Geiger and Stetzer begin with premise: Being missional and being simple require strategic thinking.
[Missional] leaders do not expect mission to just happen. They prayerfully seek for the best systems and structures that both facilitate and validate effective missional thrust into their communities. It is incumbent upon leaders to think outside the (warehouse) box.
This sounds simple enough, I suppose, but it’s the furthest thing from simple — or easy. Let me explain.
We church leaders have these difficulties to overcome:
1. Our members have expectations that we have to dash. They grew up in churches that met on Sunday nights and Wednesday nights and had visitation nights and on and on. They came to our church in part because they enjoy those things — or feel duty-bound to participate in such things. And we’ve done exactly those things for 50 years.
If we go a week without a traditional Wednesday night services, our members feel guilty for not being in church. And some miss that service. They enjoy the fellowship with friends, and some actually miss the classes.

——————————

Tasks to complete:
1. Answer these questions using the passage on missional church leadership:
(a) Which two people begin with the premise that being missional and being simple require strategic thinking?
(b) For how many years has the church done the things its members expect?
(c) What do members enjoy when a traditional Wednesday night service is held?
2. Condense the paragraph of the passage on missional church leadership that opens with "Our members have expectations" into a shorter version that keeps its main facts.
3. From the passage on missional church leadership, retype the text between "[Missional] leaders do" and "Let me explain.", inclusive.
The data after this passage is separate material.

Items from a data source:
——————————

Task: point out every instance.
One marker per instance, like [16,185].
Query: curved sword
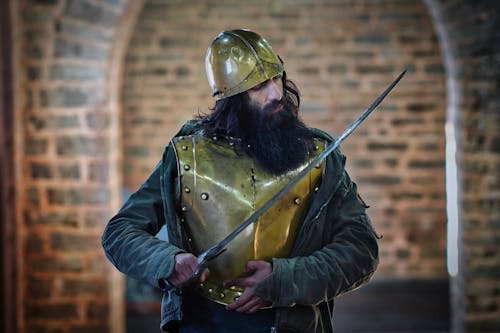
[217,249]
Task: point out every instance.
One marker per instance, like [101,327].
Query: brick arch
[67,84]
[397,157]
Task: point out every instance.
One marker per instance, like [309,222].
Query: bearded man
[283,272]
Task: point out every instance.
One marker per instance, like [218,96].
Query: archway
[8,309]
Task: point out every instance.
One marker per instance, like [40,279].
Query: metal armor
[221,186]
[238,60]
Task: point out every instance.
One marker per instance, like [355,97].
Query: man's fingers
[245,297]
[253,302]
[204,275]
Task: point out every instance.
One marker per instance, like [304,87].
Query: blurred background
[93,90]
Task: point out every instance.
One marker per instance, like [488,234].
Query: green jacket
[335,251]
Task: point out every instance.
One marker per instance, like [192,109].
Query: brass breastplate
[220,187]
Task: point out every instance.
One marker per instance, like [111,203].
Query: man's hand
[185,265]
[248,302]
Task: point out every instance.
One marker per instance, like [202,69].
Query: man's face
[267,95]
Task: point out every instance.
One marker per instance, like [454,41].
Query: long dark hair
[225,116]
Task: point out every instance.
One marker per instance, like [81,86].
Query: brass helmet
[238,60]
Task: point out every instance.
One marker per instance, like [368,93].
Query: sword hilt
[203,260]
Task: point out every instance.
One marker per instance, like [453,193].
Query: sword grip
[203,260]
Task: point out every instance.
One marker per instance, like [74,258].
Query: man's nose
[274,91]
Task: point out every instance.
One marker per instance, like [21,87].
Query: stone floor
[383,306]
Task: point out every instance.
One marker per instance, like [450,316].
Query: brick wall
[67,150]
[341,56]
[68,67]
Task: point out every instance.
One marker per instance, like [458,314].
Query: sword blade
[218,248]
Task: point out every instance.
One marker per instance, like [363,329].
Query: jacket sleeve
[128,239]
[347,259]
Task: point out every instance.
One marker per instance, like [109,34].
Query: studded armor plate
[220,187]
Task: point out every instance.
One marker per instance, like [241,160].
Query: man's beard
[278,141]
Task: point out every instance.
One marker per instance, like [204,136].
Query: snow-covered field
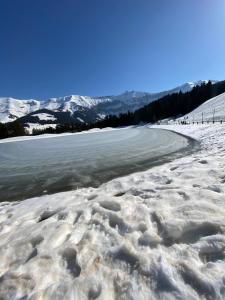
[211,110]
[158,234]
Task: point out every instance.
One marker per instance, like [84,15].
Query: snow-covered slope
[157,235]
[11,109]
[213,109]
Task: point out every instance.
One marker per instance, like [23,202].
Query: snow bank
[158,234]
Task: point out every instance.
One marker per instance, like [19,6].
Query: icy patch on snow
[158,234]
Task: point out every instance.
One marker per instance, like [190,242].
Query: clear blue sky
[53,48]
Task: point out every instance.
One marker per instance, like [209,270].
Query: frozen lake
[43,166]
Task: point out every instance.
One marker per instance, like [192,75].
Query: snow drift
[159,234]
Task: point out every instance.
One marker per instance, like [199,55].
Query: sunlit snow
[158,234]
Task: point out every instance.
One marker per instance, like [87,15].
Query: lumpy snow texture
[158,234]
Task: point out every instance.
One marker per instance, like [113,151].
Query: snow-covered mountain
[213,109]
[83,108]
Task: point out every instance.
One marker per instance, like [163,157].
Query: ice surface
[157,234]
[39,166]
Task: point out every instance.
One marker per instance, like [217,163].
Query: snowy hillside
[158,234]
[11,109]
[209,110]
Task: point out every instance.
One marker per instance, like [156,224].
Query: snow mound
[158,234]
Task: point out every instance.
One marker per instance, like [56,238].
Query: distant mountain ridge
[80,109]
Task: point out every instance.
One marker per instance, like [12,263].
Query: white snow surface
[213,109]
[11,109]
[45,117]
[158,234]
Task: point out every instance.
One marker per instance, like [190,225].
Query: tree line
[170,106]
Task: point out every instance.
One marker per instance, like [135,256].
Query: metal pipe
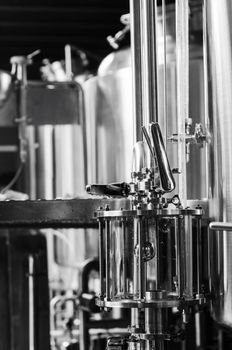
[124,259]
[140,262]
[101,258]
[144,63]
[107,260]
[136,65]
[149,61]
[31,302]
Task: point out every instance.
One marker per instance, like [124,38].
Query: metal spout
[167,182]
[141,157]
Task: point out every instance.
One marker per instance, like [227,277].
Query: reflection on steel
[166,178]
[220,226]
[76,213]
[218,84]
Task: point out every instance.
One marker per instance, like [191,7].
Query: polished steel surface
[218,61]
[5,85]
[167,182]
[141,157]
[110,116]
[109,127]
[65,213]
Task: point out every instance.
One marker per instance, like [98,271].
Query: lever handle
[167,182]
[112,190]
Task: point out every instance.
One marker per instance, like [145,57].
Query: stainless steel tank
[218,49]
[57,169]
[109,114]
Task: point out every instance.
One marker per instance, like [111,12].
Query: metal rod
[141,263]
[124,259]
[31,302]
[165,70]
[178,255]
[149,61]
[199,256]
[107,260]
[136,53]
[220,226]
[101,258]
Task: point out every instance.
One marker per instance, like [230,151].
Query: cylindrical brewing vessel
[109,112]
[218,60]
[145,252]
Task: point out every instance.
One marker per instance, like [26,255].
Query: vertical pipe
[136,65]
[107,259]
[149,61]
[165,71]
[188,251]
[182,67]
[31,302]
[68,61]
[199,256]
[101,257]
[124,269]
[141,263]
[144,65]
[178,255]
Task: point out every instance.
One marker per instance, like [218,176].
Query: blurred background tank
[109,116]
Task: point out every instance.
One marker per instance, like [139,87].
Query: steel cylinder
[148,256]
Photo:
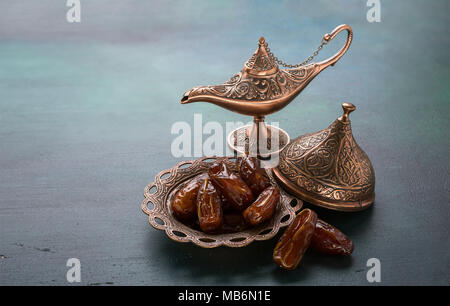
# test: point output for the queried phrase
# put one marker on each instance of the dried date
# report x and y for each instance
(209, 207)
(184, 203)
(264, 206)
(233, 188)
(329, 240)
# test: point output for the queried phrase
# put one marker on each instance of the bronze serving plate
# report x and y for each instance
(159, 194)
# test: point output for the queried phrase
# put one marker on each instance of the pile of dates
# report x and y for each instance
(221, 201)
(308, 231)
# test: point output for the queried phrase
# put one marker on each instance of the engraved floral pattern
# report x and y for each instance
(329, 163)
(243, 86)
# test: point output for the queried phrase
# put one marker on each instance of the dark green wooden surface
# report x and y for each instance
(86, 111)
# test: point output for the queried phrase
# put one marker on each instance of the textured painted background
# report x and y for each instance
(86, 111)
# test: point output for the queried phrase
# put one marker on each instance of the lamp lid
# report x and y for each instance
(328, 168)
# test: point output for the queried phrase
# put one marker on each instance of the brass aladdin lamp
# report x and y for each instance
(262, 88)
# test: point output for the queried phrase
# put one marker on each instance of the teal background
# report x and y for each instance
(86, 111)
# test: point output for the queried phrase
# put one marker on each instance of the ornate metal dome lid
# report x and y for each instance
(328, 168)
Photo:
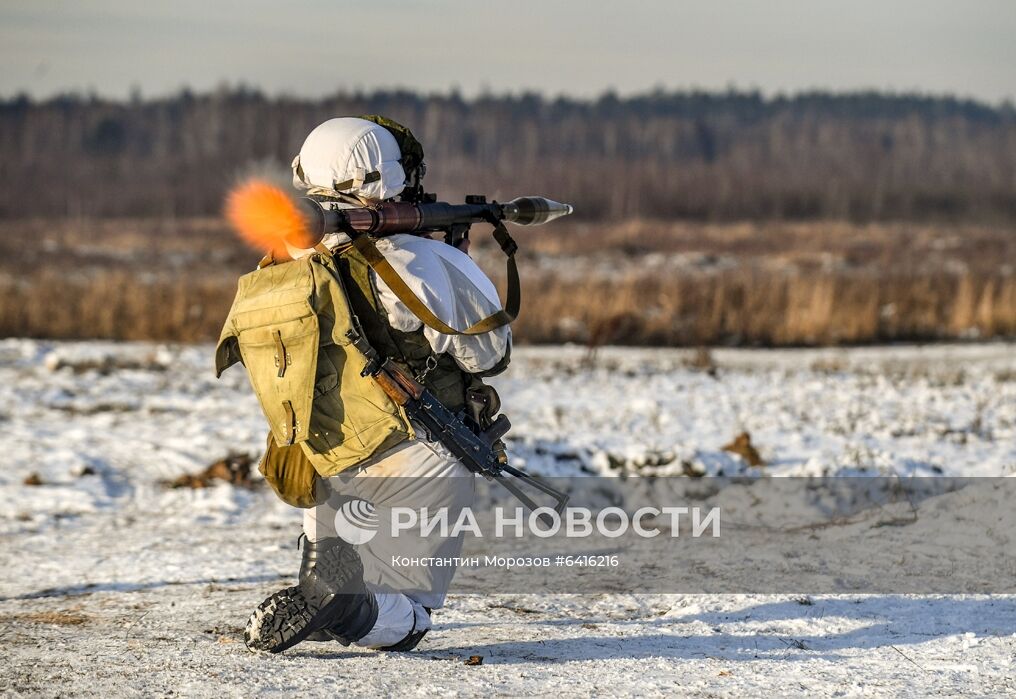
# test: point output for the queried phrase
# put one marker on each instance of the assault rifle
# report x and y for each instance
(474, 447)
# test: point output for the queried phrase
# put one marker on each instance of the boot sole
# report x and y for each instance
(292, 615)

——————————

Numbered answers:
1.
(a) Geiger and Stetzer
(b) 50 years
(c) The fellowship with friends, and some actually miss the classes.

2. Church leaders must disappoint members' expectations. Those members grew up in churches with Sunday night, Wednesday night and visitation night gatherings, among others. They joined partly because they enjoy such activities or feel obligated to take part, and the church has offered them for 50 years.

3.
[Missional] leaders do not expect mission to just happen. They prayerfully seek for the best systems and structures that both facilitate and validate effective missional thrust into their communities. It is incumbent upon leaders to think outside the (warehouse) box.
This sounds simple enough, I suppose, but it’s the furthest thing from simple — or easy. Let me explain.